**Obiettivo**
Riscrivi le righe comprese tra quella che contiene "Please mark the region of the white" e quella che contiene "[[[91,146],[89,57],[40,37],[40,154],[43,160]]]", entrambe incluse. Sostituisci "white building" con "red building" e lascia invariato tutto il resto.

**Record in ingresso**
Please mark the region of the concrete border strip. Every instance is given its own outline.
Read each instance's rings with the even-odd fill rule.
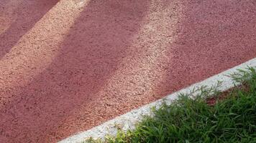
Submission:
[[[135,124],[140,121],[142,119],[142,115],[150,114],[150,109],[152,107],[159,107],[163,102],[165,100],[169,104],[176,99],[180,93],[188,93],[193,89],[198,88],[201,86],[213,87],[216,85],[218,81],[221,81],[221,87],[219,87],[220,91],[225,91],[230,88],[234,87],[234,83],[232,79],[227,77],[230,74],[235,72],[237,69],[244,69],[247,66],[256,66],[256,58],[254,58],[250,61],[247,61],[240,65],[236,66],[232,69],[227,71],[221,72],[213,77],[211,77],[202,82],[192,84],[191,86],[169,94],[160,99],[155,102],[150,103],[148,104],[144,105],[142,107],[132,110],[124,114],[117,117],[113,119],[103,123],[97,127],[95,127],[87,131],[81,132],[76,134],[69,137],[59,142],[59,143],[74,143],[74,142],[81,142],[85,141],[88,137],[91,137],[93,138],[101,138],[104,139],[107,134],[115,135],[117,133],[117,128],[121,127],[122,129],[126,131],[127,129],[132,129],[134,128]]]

==

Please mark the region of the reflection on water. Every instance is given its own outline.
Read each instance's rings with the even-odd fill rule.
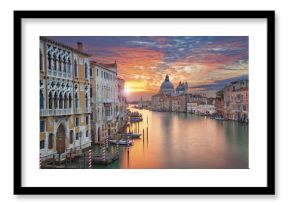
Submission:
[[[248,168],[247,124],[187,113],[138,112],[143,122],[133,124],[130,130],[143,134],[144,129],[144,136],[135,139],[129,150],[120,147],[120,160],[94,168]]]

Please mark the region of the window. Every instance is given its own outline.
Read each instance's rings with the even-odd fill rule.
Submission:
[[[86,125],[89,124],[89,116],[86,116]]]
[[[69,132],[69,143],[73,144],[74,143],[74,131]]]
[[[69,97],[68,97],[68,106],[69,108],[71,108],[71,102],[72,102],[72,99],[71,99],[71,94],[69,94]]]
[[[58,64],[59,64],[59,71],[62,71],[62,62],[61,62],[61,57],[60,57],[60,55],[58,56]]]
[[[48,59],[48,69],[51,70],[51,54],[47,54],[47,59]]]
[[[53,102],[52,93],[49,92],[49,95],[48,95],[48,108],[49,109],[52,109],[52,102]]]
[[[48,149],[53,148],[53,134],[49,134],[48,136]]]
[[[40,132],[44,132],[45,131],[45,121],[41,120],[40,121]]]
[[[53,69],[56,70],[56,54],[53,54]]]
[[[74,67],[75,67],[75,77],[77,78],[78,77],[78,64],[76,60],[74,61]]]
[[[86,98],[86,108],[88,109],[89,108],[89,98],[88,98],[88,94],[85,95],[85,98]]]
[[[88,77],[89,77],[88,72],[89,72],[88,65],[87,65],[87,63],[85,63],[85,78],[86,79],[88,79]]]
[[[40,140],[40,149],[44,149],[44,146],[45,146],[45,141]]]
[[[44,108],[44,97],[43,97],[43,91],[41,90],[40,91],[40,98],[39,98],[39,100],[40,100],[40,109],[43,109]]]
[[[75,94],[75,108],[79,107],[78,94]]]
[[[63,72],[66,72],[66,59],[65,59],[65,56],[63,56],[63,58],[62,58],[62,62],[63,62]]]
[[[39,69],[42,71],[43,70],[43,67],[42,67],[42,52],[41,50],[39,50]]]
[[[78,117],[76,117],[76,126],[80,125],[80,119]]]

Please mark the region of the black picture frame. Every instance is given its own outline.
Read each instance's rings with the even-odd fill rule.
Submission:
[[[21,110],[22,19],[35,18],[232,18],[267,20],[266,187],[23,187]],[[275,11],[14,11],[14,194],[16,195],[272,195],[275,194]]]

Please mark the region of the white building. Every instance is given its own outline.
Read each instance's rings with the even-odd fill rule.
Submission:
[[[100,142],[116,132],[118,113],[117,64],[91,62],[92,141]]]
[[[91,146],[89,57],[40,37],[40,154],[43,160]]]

==

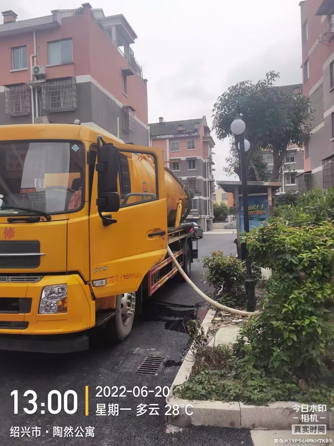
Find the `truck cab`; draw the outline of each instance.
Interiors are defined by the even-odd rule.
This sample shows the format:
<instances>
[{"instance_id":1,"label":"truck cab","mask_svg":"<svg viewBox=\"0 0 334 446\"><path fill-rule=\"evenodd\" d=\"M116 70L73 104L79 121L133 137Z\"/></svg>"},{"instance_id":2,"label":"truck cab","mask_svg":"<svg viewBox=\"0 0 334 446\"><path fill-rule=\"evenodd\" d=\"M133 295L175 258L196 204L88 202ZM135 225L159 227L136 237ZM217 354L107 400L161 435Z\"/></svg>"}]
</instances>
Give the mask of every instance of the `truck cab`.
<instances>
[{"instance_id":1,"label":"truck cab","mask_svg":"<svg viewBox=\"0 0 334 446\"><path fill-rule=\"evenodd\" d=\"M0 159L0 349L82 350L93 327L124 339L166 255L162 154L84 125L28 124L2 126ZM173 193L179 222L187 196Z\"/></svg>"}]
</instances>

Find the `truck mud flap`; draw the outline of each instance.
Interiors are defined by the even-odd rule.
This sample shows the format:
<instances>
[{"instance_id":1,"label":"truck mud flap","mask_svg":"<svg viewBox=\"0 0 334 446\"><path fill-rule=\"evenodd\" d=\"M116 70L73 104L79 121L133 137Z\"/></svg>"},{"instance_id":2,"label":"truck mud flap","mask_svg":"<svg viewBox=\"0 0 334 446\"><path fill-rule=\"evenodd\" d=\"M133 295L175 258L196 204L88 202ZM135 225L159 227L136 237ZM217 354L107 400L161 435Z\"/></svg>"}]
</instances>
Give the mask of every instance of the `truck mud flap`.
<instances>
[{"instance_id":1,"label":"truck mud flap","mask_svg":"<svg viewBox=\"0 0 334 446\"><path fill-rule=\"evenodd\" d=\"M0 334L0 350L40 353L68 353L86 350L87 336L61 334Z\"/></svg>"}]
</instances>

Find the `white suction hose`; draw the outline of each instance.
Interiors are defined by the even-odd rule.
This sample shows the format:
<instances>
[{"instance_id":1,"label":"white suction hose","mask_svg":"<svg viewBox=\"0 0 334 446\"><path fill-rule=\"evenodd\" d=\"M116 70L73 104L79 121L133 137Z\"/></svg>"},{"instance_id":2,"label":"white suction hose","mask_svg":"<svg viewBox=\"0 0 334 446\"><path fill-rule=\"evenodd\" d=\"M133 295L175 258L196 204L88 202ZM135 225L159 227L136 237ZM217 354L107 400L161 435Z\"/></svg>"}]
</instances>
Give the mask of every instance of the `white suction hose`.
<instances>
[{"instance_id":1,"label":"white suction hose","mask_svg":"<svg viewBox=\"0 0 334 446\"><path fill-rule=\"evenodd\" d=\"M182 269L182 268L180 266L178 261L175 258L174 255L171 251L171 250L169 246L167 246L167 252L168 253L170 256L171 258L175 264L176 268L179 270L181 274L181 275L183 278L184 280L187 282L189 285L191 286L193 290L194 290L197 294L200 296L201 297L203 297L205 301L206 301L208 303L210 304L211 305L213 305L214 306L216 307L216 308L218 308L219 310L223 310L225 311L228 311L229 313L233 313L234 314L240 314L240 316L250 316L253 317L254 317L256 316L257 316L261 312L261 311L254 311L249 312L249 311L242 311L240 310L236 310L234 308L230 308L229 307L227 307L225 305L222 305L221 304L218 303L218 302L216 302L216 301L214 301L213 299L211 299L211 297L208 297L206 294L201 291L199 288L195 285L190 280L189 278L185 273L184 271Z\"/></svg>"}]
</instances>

**Risposta completa**
Please mark the region of the red building. Every instance is given its own outline.
Read each instance's rings with the even-odd fill rule.
Submission:
[[[100,142],[116,132],[118,113],[117,64],[91,62],[92,141]]]
[[[91,146],[89,57],[40,37],[40,154],[43,160]]]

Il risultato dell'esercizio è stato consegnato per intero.